*Task*: Copy the items from the start through the line with "164], [57, 156]]]", substituting "grain harvesters" for every "combine harvesters" and changing nothing else.

⟨

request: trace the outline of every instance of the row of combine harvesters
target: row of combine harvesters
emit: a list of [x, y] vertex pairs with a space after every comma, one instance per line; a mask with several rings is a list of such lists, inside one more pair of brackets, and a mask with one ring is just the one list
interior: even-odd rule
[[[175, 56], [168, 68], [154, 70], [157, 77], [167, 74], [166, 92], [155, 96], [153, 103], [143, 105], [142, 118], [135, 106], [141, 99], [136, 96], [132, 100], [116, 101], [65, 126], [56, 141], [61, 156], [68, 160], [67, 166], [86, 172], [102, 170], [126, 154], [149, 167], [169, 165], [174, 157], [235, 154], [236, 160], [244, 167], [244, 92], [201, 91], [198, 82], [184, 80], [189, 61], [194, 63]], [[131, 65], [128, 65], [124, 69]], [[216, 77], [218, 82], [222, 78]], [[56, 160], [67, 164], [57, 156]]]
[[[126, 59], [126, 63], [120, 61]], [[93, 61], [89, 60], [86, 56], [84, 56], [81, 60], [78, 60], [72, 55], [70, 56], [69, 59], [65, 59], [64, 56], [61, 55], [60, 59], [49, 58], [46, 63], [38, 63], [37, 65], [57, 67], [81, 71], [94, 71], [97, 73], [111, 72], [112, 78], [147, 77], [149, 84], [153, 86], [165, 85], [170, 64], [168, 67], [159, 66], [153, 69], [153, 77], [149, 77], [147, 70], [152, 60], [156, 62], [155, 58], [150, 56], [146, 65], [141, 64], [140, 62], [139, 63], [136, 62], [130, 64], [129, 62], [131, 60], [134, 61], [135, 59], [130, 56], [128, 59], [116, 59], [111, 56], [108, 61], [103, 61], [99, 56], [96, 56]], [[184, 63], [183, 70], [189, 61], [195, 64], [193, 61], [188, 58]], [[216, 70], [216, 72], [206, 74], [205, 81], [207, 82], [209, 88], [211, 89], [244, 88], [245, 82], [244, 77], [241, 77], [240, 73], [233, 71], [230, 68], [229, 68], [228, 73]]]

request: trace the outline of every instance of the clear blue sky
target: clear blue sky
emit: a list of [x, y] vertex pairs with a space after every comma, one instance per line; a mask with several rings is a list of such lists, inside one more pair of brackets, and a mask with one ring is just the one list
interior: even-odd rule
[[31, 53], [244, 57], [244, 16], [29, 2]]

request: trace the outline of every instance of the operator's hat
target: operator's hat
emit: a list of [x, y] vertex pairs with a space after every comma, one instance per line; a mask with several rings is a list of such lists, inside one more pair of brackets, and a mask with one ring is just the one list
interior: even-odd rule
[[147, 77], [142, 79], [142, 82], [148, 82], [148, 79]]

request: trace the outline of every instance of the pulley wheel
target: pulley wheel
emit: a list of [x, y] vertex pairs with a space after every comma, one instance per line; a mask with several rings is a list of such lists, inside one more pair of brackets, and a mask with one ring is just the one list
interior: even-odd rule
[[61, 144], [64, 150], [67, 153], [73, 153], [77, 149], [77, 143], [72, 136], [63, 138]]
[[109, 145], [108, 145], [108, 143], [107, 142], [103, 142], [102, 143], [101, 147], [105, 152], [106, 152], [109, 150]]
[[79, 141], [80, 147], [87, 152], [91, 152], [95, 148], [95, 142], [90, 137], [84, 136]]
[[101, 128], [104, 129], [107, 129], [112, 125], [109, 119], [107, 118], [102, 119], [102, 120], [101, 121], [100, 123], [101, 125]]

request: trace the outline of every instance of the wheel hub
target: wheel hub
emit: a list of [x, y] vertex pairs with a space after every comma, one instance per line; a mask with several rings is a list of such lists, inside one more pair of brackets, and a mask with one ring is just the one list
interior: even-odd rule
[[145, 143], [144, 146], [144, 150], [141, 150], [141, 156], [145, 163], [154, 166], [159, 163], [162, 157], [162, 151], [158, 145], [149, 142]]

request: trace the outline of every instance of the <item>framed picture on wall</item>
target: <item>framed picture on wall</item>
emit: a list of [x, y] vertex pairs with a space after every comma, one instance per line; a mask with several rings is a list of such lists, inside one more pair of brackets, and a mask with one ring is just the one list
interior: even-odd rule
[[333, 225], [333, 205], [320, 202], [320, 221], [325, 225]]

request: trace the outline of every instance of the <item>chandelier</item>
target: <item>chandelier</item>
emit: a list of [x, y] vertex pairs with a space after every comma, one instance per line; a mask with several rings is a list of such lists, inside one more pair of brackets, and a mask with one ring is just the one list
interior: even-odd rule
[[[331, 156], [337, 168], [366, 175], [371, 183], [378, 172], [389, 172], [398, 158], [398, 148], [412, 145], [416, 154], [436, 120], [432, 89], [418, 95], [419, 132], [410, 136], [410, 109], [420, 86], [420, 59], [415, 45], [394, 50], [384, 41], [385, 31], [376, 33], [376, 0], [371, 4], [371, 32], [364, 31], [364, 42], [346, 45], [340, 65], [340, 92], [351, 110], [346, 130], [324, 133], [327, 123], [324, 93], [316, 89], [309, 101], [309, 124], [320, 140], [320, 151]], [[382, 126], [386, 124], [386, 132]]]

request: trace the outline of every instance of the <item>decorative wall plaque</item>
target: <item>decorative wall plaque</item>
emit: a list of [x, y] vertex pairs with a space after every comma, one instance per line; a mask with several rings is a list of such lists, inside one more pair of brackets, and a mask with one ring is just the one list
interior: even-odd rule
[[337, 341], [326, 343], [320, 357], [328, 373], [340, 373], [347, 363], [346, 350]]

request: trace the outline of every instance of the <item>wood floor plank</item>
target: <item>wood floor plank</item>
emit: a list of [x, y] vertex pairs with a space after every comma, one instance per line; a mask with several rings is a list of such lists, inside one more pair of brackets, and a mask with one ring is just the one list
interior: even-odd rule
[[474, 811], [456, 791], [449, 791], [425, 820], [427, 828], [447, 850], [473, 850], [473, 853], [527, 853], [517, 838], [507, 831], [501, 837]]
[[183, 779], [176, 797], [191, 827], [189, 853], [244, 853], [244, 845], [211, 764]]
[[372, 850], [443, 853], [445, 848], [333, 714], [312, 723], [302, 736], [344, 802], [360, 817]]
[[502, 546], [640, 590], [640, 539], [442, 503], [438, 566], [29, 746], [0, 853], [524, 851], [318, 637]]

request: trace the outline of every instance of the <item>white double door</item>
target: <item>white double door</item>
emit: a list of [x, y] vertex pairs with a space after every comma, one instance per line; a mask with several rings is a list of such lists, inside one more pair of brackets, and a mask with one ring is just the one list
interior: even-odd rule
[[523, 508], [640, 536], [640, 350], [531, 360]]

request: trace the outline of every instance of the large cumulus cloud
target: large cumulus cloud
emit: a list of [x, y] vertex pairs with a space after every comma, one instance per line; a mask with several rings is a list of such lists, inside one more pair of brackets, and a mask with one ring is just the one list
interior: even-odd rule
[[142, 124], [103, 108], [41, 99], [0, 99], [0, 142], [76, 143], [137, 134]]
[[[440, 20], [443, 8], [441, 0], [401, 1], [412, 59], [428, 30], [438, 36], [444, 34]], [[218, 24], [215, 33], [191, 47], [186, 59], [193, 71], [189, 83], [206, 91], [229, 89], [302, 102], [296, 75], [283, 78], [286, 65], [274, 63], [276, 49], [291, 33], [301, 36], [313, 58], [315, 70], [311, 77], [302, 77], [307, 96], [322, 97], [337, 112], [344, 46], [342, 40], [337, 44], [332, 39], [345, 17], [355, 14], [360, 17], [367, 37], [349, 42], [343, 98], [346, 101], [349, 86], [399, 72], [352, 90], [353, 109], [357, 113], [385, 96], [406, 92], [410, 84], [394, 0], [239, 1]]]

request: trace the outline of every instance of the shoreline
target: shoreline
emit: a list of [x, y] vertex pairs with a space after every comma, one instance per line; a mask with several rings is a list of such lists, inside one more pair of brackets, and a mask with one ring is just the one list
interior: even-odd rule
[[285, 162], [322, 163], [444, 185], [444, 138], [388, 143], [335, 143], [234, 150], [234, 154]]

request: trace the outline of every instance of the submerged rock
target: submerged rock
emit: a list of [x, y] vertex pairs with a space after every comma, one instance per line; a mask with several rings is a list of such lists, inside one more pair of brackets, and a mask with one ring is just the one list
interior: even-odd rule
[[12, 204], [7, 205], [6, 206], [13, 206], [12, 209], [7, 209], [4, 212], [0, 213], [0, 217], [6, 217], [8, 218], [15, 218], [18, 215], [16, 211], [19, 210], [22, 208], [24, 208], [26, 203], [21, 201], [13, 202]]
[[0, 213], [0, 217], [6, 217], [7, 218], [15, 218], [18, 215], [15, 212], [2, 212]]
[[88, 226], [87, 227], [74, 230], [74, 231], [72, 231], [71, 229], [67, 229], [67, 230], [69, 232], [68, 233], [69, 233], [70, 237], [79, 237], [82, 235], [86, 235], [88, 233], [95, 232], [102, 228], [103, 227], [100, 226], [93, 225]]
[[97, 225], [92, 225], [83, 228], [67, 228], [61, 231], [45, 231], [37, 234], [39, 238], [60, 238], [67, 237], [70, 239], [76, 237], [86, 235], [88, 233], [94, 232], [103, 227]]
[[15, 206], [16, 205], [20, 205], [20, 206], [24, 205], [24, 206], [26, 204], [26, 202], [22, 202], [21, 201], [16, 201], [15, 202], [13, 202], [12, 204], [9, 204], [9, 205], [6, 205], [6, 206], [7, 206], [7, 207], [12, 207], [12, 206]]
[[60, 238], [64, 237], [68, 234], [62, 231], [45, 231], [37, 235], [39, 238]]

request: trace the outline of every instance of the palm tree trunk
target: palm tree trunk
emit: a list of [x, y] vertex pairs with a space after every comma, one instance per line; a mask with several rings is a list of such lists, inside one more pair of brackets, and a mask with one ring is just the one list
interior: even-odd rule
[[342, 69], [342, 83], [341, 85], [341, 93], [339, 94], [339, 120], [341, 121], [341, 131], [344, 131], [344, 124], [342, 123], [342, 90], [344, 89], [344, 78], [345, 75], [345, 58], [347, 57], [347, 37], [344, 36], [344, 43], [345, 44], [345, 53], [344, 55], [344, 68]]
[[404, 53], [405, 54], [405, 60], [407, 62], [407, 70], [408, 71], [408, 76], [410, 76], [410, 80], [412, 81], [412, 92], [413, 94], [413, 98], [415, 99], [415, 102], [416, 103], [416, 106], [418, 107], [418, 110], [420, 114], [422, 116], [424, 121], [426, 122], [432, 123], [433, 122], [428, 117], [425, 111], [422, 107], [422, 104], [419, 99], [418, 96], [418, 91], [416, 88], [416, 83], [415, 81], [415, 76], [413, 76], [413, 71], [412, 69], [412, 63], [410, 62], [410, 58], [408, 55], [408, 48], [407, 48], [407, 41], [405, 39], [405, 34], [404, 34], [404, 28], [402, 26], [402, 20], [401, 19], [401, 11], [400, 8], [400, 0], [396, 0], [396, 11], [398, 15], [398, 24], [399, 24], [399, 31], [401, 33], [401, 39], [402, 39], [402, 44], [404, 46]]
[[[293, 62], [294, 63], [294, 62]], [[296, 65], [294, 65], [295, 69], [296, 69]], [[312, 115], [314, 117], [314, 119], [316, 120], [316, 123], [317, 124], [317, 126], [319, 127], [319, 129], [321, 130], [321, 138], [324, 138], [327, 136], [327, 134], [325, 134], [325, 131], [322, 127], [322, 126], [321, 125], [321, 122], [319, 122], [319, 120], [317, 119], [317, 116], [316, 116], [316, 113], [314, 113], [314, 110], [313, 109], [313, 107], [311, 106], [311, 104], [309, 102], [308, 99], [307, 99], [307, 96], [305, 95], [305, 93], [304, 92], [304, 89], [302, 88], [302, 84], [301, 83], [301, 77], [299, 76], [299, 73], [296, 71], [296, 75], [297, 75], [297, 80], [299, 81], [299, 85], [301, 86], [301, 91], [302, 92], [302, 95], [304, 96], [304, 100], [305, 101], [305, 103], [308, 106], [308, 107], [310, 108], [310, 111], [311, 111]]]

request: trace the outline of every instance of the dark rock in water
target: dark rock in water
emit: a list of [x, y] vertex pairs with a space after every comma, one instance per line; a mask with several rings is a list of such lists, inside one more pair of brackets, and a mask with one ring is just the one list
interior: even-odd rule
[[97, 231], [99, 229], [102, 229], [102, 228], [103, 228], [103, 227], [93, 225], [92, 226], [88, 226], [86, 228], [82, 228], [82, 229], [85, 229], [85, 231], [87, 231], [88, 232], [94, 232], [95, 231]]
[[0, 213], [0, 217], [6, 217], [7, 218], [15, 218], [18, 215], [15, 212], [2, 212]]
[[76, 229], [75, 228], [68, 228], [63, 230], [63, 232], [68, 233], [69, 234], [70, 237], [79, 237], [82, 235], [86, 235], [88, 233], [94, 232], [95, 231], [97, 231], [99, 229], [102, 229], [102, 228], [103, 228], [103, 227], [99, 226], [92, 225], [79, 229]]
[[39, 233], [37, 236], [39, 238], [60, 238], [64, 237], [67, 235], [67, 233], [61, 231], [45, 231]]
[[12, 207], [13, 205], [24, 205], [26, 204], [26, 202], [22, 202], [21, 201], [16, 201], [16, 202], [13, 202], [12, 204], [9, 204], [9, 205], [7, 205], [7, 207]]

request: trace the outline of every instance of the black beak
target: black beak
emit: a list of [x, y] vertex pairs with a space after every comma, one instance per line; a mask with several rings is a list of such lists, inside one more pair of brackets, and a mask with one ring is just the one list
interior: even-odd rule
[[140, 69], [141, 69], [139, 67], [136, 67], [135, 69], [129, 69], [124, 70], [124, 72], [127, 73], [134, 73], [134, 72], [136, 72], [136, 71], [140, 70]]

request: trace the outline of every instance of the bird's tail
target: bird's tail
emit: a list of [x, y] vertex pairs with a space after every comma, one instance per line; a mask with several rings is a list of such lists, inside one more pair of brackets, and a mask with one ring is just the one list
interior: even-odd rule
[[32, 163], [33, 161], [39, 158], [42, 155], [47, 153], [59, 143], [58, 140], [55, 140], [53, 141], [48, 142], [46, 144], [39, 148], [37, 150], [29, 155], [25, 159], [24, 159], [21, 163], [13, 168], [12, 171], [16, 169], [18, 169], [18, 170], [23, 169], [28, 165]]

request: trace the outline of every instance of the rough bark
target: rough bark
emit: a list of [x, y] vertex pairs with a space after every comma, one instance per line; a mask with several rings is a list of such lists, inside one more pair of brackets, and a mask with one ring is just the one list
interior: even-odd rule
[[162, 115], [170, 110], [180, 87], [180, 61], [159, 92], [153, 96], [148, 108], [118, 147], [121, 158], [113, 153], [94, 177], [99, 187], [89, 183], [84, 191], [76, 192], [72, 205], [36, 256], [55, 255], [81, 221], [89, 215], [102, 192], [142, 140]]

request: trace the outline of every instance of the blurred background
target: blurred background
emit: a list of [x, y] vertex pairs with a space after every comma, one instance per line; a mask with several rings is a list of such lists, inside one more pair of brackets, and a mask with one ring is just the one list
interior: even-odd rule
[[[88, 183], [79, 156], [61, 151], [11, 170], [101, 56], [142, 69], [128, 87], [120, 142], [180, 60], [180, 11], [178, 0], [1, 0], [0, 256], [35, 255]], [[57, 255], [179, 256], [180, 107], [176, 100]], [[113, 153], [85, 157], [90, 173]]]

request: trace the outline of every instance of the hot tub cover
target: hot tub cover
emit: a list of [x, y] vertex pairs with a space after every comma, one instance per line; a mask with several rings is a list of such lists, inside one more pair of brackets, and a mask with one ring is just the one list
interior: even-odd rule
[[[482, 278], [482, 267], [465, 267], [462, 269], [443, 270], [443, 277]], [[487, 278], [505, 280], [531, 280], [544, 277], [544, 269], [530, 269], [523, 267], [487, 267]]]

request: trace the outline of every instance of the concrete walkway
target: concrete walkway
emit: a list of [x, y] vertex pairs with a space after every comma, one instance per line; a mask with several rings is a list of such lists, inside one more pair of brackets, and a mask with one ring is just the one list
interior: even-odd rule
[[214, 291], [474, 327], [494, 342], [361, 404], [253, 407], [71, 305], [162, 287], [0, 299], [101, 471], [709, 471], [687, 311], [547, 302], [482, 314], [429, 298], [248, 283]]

⟩

*Solved problem*:
request: trace the outline of every instance of the row of grain harvesters
target: row of grain harvesters
emit: a list of [x, y] vertex pairs with a space after every comma, one instance per line; a mask with several rings is a list of such lists, inside one more pair of brackets, and a mask with one ring is just the one list
interior: even-odd rule
[[[175, 56], [168, 68], [154, 70], [157, 77], [167, 74], [166, 92], [155, 96], [153, 103], [143, 105], [142, 118], [135, 106], [141, 99], [136, 96], [132, 100], [116, 101], [65, 126], [56, 141], [61, 156], [68, 160], [67, 166], [86, 172], [102, 170], [126, 154], [149, 167], [169, 165], [174, 157], [235, 154], [236, 160], [244, 167], [244, 92], [201, 91], [198, 82], [184, 80], [189, 61], [194, 63]], [[131, 65], [128, 65], [124, 69]], [[216, 77], [218, 82], [222, 78]], [[56, 160], [67, 164], [57, 156]]]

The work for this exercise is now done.